Text shown:
# # # #
Great Irish Households: Inventories from the Long Eighteenth Century presents in a single volume transcripts of inventories of fourteen great country houses, three Dublin town houses and one London town house, published as a tribute to the last Knight of Glin. The inventories, all but two published for the first time, span the period from 1702, the year of William of Orange's death, to 1821, the year of George IV's coronation. 

In 2003, Jane Fenlon, the historian of Irish art and architecture of the early modern period, had lamented the fact that inventories were a "rather neglected area of study" and had stressed how important it was that they "should not be treated as mere records of house furnishings", but "be seen as valuable research sources rich in information . . ." Regrettably, as Simon Swynfen Jervis's book British and Irish inventories bears out, there is still a dearth of Irish household inventories available in published form. By making more of them available in transcript, however, the book Great Irish Households has helped meet this acknowledged need.
# # # #
Challenge 1:
Find each line in the rows that contains the word "tiled", and copy those lines.

(Data items)
# # # #
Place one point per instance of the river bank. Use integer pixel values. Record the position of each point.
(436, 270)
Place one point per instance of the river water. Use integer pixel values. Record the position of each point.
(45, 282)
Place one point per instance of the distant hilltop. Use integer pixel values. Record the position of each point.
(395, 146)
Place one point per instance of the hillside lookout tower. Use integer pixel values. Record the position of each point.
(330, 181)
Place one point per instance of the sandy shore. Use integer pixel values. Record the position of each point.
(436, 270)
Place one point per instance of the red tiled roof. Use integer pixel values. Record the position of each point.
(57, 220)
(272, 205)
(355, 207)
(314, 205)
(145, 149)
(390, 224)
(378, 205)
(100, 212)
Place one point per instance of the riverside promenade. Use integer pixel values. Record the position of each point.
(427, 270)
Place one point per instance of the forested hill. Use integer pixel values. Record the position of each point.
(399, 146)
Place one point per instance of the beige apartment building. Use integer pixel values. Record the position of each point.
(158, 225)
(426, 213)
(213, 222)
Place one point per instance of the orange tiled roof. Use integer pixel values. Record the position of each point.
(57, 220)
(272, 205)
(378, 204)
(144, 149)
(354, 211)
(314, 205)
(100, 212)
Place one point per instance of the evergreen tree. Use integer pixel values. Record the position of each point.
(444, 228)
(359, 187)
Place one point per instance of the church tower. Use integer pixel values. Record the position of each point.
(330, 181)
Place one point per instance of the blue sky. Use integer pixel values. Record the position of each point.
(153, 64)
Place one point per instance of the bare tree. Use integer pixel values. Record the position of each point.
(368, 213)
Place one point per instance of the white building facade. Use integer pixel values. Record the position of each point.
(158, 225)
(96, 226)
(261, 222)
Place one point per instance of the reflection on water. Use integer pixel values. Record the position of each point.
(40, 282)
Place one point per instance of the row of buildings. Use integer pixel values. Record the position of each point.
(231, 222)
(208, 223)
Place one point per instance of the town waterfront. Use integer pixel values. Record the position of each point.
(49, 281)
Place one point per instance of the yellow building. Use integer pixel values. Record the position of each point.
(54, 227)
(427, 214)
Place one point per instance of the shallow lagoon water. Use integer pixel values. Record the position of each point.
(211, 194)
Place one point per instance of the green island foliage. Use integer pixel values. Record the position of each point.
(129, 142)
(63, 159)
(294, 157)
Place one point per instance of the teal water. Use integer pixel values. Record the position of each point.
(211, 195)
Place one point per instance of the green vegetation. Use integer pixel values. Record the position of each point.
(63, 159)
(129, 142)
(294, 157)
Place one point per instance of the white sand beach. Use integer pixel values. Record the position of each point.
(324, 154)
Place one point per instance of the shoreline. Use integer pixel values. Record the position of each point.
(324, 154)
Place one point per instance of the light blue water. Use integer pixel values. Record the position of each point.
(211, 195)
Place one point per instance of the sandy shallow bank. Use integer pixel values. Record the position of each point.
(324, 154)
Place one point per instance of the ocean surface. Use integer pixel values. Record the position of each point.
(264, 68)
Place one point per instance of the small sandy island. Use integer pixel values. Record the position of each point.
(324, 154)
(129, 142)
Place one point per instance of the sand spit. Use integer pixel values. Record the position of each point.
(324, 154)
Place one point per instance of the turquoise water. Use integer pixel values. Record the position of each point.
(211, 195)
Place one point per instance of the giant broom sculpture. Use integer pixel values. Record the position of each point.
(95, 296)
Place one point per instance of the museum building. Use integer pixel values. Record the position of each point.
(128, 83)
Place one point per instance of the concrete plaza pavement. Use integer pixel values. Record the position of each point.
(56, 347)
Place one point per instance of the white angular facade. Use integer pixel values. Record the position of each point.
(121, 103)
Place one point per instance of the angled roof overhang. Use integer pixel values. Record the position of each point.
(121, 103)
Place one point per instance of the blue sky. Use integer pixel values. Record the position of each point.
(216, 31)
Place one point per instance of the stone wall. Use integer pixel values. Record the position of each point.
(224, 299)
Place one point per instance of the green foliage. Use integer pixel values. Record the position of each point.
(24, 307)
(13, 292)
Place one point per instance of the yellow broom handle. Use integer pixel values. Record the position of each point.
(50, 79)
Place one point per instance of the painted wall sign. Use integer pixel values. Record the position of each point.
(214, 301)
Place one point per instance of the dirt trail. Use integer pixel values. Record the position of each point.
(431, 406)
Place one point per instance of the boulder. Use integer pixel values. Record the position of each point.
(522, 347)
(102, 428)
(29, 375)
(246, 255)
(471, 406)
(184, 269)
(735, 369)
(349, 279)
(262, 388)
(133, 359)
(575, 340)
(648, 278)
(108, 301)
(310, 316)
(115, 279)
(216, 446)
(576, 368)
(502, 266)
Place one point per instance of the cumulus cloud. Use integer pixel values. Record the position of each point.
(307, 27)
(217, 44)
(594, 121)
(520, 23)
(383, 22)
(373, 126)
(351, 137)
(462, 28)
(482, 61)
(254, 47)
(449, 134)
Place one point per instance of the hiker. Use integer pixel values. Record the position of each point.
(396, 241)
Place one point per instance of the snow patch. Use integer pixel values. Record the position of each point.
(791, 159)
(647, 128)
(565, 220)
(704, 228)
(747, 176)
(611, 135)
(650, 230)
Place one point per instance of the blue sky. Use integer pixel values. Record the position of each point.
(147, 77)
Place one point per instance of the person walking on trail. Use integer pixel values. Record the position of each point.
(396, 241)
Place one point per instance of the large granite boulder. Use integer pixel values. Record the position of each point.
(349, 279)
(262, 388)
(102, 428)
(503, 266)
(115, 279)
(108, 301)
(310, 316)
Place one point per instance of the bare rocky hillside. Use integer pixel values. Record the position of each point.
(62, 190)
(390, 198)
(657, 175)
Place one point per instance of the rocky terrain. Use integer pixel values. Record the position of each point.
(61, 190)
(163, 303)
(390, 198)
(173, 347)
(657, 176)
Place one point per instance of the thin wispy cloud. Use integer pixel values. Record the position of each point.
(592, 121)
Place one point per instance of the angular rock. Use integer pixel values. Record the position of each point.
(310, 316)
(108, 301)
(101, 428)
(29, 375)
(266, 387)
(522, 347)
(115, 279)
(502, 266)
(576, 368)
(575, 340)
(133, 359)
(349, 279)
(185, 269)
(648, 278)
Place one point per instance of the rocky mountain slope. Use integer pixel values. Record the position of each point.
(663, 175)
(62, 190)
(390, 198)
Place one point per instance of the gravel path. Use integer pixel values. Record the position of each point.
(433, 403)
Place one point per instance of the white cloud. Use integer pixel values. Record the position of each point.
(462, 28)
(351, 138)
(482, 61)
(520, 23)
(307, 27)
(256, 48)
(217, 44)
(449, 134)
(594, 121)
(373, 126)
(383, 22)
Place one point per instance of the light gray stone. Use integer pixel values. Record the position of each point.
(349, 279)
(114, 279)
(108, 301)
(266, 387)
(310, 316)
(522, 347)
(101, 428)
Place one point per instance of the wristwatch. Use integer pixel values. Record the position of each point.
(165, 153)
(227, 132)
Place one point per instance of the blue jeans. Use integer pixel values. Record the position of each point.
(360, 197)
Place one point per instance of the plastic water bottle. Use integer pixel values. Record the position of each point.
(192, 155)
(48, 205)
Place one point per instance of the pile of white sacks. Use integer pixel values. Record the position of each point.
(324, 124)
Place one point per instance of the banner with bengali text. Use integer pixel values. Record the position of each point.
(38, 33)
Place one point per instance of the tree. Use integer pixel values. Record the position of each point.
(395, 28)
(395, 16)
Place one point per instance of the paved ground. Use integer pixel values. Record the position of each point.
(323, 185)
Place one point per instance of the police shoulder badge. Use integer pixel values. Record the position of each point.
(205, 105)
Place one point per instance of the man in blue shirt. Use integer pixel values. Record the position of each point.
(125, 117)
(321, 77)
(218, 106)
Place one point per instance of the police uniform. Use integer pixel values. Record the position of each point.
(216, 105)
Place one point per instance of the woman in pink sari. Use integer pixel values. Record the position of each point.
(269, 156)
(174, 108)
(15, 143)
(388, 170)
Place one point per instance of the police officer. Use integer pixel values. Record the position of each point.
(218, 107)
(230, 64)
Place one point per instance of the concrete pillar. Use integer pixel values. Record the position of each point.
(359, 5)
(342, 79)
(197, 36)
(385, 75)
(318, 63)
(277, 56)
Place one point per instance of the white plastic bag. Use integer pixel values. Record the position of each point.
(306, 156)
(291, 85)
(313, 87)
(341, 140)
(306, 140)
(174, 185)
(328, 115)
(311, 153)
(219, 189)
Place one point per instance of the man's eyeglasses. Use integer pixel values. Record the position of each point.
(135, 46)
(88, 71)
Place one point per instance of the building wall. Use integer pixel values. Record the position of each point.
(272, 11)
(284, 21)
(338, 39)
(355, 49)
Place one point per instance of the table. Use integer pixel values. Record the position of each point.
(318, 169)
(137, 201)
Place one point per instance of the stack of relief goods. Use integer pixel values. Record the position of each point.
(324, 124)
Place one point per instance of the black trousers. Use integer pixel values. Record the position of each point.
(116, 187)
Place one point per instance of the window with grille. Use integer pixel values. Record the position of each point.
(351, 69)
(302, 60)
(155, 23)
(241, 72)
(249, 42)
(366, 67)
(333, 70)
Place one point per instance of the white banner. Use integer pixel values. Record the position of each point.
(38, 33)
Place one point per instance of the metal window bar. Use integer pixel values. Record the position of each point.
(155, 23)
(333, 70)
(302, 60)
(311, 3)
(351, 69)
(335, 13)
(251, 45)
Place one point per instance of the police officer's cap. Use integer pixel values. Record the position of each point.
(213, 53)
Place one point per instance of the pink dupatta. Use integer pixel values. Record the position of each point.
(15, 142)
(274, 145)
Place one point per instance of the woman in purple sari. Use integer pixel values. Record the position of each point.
# # # #
Challenge 2:
Answer these questions from the Great Irish Households passage:
(a) In what year do the inventories begin, and what event marks that year?
(b) In what year did Jane Fenlon call inventories a "rather neglected area of study"?
(c) How many Dublin town houses does the book cover?

Expected output 1:
Place one point per instance of the red tiled roof. Use integer pixel values. Record the position of each point.
Place one point per instance of the orange tiled roof. Use integer pixel values. Record the position of each point.

Expected output 2:
(a) 1702, the year of William of Orange's death.
(b) 2003.
(c) Three.